(Dataset content):
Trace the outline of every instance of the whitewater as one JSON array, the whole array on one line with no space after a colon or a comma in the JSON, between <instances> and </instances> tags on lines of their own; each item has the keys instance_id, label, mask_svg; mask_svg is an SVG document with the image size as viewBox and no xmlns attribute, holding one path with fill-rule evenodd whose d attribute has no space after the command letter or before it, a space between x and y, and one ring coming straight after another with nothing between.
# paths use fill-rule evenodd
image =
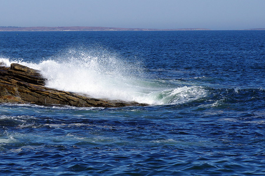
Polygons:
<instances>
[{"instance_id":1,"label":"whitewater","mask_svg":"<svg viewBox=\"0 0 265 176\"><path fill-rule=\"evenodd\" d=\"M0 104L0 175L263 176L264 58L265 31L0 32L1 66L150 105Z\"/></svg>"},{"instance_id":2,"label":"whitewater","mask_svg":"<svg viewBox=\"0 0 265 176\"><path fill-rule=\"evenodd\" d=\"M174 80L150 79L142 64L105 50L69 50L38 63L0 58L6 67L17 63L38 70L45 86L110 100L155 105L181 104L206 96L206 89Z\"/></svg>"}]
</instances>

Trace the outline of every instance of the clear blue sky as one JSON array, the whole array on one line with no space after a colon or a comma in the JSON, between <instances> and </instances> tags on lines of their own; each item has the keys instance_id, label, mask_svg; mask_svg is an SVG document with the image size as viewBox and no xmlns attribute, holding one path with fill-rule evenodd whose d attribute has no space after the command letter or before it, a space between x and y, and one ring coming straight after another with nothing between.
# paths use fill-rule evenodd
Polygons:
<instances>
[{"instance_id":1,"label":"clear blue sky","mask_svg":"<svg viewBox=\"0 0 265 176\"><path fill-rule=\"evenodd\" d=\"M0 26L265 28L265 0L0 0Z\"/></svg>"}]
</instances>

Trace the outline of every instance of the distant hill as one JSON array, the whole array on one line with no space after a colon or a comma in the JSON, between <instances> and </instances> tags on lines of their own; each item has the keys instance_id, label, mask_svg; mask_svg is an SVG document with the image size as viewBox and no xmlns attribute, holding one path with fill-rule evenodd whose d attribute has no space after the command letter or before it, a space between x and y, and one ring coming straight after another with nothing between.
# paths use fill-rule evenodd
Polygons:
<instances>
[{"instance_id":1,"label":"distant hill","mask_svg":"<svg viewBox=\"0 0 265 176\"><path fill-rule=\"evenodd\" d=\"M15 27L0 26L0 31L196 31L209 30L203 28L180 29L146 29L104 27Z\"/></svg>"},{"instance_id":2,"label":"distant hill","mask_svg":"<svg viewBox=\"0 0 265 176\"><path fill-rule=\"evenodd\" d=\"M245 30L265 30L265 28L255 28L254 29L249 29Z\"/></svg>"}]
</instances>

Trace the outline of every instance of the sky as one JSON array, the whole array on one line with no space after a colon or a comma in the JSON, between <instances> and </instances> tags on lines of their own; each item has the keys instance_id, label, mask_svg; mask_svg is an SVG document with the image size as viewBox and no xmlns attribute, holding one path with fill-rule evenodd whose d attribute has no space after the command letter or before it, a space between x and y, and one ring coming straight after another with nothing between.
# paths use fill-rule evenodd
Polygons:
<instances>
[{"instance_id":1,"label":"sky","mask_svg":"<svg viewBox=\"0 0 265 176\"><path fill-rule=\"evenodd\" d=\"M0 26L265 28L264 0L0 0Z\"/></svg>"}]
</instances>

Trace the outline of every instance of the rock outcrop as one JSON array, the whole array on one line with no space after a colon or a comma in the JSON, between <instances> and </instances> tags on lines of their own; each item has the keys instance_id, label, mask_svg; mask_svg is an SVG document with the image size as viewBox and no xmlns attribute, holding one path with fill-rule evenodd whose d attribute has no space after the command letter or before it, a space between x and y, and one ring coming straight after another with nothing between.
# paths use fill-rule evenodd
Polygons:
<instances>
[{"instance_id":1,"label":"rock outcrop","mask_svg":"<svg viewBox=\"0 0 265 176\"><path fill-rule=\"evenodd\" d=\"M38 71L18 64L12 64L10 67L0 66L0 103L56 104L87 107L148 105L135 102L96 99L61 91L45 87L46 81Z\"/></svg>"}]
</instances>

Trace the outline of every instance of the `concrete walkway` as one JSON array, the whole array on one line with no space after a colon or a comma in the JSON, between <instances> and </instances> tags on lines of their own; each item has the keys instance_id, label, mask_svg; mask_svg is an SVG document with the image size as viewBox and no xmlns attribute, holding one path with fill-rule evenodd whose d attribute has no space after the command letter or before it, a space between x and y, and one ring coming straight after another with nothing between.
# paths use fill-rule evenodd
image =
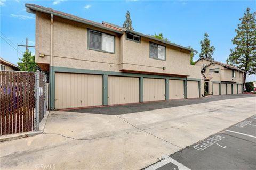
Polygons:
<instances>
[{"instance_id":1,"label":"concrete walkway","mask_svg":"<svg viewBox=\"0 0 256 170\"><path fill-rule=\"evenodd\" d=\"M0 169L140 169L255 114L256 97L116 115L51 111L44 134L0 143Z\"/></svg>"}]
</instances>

(Goal): Which of the lines above contain the word "clear"? Copy each of them in full.

(Finished task):
Trace the outline of every instance of the clear blue sky as one JSON array, the whole array on one line with no space after a colon or a comma in the JSON, between <instances> and </instances> tags on lines of their own; each item has the keys instance_id, label, mask_svg; mask_svg is an SVG document with the image size as viewBox and no xmlns attribute, holding one path with fill-rule evenodd whose d attribute has no space after the command letter or before it, a space between x and y, and one ring coming straight after another with nothing between.
[{"instance_id":1,"label":"clear blue sky","mask_svg":"<svg viewBox=\"0 0 265 176\"><path fill-rule=\"evenodd\" d=\"M0 26L265 28L265 0L0 0Z\"/></svg>"}]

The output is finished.